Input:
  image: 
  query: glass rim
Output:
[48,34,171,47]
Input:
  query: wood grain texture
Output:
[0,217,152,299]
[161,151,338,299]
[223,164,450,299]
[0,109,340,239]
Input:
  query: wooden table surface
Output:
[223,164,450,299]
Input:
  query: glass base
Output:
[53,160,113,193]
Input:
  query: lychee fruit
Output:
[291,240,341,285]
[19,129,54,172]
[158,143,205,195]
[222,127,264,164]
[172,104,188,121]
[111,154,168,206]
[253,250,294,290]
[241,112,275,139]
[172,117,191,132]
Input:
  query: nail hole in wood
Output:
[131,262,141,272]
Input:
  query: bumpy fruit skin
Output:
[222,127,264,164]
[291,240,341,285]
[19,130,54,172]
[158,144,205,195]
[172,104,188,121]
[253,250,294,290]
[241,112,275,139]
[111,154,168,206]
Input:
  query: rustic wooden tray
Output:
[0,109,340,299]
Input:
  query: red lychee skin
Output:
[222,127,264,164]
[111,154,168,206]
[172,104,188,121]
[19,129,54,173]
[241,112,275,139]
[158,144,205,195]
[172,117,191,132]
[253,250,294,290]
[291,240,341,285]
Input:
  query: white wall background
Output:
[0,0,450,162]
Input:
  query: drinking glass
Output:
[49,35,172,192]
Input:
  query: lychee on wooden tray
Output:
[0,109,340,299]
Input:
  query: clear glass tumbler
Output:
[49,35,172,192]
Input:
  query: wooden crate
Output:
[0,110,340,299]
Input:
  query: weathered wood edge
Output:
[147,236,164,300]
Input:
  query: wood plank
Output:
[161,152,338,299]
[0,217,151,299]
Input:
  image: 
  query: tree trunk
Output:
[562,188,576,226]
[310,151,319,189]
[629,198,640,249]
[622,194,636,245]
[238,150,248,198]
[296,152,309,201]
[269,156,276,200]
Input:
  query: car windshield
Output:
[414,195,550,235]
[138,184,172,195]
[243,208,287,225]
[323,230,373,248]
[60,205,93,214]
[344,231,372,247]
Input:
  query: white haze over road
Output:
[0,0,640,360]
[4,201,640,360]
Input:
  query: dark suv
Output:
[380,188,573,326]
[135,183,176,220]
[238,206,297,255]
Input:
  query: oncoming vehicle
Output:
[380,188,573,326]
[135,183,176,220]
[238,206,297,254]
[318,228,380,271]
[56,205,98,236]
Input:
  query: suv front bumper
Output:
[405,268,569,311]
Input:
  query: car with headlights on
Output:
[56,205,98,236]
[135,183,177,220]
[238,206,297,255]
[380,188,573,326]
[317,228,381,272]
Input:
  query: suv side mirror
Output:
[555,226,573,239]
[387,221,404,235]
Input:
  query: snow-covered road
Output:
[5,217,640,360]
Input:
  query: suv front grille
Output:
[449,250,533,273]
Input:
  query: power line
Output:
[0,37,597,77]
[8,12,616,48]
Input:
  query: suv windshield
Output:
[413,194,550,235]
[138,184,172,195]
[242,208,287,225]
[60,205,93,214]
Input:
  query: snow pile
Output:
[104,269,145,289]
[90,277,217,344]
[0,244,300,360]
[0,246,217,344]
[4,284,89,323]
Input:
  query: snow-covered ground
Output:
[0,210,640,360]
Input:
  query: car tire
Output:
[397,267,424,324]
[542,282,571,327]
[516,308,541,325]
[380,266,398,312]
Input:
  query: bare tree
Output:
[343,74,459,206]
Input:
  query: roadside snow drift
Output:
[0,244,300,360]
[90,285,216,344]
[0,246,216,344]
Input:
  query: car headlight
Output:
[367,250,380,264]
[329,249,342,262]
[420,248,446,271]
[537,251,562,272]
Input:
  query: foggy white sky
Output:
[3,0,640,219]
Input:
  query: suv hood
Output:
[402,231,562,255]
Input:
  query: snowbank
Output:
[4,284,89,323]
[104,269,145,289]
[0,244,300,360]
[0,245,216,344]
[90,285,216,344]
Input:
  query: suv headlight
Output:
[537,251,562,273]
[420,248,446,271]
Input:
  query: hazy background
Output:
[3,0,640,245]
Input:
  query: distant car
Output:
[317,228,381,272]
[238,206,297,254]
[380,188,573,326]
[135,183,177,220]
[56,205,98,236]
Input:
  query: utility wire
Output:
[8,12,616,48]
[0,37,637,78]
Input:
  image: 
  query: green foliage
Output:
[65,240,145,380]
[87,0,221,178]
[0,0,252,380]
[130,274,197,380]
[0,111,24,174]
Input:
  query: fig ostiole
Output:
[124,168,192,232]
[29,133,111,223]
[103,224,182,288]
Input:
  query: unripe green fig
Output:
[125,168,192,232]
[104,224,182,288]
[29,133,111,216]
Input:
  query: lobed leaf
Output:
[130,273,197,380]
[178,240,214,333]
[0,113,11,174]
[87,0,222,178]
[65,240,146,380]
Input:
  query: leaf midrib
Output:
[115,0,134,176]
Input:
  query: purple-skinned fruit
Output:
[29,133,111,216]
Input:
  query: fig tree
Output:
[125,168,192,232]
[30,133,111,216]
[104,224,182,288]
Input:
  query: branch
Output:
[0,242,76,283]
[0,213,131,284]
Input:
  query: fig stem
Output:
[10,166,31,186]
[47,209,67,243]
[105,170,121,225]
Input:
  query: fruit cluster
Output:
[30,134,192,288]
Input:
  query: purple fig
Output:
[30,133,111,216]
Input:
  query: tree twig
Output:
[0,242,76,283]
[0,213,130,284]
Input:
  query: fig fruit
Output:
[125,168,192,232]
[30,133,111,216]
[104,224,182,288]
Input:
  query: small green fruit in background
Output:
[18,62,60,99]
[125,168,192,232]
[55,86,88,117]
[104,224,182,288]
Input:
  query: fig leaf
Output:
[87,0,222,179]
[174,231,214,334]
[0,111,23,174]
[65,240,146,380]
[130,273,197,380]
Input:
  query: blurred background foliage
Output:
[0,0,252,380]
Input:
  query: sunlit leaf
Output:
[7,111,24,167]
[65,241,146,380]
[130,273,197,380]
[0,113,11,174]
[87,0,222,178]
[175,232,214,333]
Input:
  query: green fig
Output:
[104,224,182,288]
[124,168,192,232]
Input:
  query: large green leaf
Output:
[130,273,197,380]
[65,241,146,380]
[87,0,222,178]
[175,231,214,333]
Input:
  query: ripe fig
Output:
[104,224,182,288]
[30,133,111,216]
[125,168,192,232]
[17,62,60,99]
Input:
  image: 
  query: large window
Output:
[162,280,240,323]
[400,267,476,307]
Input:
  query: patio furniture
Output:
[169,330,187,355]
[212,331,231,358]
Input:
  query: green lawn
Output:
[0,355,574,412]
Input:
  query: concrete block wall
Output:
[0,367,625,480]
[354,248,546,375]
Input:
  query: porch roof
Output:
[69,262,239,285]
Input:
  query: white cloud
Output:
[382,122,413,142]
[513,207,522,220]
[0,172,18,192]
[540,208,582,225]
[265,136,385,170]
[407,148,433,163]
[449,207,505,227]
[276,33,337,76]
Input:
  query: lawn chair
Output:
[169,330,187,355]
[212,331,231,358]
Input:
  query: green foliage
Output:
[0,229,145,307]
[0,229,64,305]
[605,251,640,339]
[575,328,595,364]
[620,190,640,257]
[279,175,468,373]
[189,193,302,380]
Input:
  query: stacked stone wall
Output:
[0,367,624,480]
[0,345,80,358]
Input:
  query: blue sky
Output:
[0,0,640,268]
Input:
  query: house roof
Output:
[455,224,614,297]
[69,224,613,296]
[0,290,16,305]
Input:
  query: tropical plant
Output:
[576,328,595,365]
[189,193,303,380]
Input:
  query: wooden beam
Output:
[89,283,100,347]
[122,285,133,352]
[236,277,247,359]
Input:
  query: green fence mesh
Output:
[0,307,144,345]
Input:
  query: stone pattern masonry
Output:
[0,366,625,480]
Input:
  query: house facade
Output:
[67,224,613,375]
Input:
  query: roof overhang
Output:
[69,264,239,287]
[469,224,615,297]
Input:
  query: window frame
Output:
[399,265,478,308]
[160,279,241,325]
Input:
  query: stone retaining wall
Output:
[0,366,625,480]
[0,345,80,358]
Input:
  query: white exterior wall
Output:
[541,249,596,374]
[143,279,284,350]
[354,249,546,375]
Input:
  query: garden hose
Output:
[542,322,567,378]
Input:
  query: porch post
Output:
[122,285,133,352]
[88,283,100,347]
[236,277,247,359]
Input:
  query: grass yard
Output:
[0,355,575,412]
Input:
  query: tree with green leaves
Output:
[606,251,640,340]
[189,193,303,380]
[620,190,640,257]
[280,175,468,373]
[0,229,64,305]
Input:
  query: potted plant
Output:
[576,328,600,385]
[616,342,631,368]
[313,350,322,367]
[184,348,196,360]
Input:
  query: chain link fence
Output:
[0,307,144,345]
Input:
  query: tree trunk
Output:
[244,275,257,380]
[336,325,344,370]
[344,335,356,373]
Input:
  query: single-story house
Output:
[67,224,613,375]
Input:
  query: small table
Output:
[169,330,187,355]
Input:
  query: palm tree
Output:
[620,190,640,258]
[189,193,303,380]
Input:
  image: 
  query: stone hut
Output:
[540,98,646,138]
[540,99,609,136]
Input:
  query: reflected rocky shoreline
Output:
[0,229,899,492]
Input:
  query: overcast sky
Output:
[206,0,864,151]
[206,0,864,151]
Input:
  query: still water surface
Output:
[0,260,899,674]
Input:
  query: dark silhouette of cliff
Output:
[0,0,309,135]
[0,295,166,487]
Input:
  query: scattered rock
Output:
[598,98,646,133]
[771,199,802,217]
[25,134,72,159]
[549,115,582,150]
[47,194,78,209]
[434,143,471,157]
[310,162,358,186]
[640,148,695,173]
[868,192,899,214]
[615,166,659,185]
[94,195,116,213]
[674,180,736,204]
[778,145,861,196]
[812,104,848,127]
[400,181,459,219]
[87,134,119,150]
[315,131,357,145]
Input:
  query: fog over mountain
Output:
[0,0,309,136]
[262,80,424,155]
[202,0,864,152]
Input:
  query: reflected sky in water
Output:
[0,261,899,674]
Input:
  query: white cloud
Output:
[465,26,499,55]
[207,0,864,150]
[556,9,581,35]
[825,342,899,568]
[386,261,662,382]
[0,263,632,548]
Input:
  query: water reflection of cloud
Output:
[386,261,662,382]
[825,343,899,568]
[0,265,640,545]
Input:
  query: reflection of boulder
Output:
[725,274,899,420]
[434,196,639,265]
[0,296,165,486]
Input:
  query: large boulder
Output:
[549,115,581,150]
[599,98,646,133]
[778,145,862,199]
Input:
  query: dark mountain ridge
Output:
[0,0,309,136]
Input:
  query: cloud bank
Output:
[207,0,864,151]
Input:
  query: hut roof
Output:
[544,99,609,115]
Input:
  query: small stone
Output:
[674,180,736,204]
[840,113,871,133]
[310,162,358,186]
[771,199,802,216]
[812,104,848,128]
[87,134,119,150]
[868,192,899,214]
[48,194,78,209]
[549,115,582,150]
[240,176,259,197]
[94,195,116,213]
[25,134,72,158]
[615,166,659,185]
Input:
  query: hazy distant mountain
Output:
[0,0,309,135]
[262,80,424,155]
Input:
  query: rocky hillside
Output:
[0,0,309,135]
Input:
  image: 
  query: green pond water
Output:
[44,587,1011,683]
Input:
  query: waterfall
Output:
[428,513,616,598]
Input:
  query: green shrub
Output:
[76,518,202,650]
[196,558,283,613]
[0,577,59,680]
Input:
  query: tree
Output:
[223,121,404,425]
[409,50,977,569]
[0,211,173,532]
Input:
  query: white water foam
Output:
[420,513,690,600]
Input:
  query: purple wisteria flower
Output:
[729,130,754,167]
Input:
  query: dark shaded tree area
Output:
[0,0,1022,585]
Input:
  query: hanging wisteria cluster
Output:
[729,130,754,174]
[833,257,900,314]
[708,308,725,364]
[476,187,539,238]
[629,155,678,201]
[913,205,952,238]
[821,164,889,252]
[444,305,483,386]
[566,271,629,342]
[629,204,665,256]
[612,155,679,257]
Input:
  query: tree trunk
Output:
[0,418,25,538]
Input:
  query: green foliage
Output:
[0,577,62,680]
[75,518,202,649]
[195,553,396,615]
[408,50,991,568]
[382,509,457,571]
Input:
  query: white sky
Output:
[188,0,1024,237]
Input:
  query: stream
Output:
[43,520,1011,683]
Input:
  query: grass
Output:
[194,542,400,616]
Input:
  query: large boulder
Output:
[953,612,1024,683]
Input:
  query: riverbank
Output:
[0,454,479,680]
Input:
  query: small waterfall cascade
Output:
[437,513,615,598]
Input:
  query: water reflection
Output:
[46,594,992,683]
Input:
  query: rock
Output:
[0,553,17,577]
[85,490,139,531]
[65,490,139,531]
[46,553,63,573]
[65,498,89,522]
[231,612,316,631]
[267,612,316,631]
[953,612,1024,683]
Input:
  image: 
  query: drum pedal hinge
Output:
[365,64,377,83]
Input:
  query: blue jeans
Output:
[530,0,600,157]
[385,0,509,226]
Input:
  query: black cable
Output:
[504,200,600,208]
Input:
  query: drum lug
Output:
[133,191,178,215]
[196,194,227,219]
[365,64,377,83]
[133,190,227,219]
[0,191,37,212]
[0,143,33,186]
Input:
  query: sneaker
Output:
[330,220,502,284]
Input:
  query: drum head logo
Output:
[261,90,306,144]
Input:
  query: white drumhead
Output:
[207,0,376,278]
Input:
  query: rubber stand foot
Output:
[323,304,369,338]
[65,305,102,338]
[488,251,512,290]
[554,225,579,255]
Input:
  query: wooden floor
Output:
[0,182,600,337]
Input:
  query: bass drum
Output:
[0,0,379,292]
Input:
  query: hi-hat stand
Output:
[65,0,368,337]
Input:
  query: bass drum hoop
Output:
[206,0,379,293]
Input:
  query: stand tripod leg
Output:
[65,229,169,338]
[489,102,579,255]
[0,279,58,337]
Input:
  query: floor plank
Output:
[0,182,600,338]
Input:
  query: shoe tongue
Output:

------------------------------------------------

**To do**
Gather every line of the records that contains the word "small", and note that case matters.

**The response**
  query: small green fruit in background
  query: small table
  query: small stone
  query: small waterfall cascade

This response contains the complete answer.